### [EXERCISE DIRECTIONS]
In the text on Foucault's "Panopticism," what is the first thing that happens when the plague comes?

TEXT START

Monday, December 10, 2007

Foucault pg 195-200

Michel Foucault Discipline and Punish: The Birth of the Prison
Chapter three, “Panopticism” pg 195-200


Michel Foucault begins his third chapter entitled “Panopticism” with a description on what happens when the plague comes. He writes what first happens is “a strict spatial partitioning” (195). Everyone in the city is put in a space. This is done to ensure that everyone can be seen and accounted for. In order to contain and treat the plague everyone must be “caged.” Foucault explains, “This enclosed, segmented space, observed at every point, in which the individuals are inserted in a fixed place, in which the slightest movements are supervised…– all this constitutes a compact model of the disciplinary mechanism” (197). This is necessary, Foucault explains, in order to both control the plague and to control the evil in people that the plague might bring out.

Foucault next compares a leper to the plague. He uses these two examples not only as literal points of distinction, but also as two different methods of being in society. Lepers represent “rituals of exclusion” and the plague “gave rise to disciplinary projects” (198), or, in other words, “The leper and his separation; the plague and its segmentations” (198). While two separate diseases mostly operating in different times, they represent two different ways to deal with society.

TEXT END
SOURCE DATA START

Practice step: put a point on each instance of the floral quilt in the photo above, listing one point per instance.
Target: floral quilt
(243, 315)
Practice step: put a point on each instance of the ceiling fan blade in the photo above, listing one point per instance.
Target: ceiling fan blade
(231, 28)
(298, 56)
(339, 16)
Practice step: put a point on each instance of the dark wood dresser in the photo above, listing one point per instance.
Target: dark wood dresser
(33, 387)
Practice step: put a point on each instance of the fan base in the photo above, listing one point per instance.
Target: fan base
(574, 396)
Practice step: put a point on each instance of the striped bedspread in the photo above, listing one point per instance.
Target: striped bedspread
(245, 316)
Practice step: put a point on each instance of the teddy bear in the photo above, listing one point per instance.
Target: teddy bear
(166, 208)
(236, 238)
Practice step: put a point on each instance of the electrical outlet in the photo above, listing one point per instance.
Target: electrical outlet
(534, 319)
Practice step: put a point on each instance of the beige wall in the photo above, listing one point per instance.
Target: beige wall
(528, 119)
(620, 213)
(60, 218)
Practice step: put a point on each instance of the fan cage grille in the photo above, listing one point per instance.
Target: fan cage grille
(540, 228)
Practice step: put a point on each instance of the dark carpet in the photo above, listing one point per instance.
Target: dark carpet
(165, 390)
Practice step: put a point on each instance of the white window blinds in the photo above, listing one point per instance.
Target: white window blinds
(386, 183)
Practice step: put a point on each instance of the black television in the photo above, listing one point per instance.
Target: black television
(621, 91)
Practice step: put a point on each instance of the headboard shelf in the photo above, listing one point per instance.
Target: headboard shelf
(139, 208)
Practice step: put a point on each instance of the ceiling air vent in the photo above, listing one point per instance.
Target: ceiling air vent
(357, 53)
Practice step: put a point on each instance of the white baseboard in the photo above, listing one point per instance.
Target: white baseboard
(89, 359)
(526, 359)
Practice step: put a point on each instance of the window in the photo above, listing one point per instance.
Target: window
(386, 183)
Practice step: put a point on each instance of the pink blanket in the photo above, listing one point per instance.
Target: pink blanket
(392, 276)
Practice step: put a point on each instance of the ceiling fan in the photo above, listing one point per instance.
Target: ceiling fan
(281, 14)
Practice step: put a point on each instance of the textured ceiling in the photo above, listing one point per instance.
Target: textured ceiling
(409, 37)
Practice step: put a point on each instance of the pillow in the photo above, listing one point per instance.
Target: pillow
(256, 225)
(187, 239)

SOURCE DATA END
SOURCE DATA START

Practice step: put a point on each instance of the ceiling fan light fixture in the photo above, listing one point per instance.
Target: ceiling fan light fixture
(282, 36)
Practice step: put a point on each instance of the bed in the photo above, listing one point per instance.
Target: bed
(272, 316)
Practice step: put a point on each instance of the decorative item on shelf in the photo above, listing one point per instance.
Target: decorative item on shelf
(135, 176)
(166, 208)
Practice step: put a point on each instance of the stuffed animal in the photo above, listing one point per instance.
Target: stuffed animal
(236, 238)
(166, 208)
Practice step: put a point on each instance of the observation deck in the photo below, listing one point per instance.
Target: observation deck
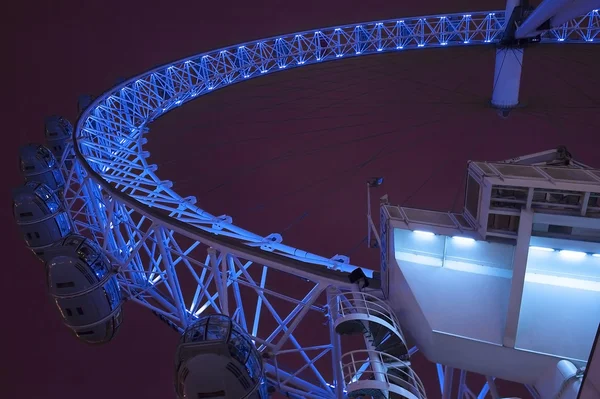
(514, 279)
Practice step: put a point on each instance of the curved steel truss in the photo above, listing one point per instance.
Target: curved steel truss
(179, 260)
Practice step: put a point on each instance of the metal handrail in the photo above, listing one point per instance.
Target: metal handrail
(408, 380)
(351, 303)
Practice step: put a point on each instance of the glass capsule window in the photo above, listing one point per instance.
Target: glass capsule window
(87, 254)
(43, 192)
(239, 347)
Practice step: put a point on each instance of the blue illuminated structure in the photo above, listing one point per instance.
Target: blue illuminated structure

SOURCE DATA END
SOURCE DATA START

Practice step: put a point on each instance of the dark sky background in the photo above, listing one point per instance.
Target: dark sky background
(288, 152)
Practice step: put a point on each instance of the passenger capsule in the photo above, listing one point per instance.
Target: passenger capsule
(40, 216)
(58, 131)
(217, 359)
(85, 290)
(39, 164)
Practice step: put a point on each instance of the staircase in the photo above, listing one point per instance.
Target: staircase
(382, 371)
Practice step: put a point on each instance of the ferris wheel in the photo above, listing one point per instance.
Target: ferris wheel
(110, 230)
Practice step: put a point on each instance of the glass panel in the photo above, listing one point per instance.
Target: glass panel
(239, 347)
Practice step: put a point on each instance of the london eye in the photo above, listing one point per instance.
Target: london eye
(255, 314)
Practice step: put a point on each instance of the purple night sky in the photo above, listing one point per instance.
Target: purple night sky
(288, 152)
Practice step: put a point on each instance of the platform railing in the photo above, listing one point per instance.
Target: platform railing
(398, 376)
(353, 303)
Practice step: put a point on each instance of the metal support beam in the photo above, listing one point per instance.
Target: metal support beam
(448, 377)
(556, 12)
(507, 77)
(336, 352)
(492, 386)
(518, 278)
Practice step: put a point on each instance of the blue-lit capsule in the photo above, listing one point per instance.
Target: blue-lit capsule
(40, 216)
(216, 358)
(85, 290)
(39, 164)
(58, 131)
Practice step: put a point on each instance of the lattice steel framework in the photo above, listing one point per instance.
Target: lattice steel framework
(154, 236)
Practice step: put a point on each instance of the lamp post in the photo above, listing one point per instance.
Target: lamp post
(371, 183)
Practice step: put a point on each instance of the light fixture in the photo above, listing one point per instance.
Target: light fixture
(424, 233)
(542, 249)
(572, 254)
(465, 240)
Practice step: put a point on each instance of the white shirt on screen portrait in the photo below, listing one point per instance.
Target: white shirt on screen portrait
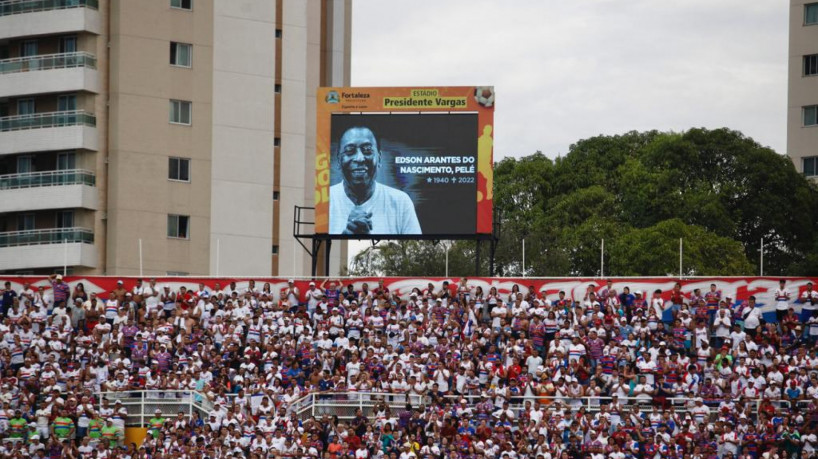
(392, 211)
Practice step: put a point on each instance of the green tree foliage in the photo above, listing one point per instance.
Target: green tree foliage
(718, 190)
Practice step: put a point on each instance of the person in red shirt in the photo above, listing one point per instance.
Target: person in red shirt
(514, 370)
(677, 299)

SOURCE DATA END

### [SOLUTION FOR THIS TASK]
A strict spatial partitioning.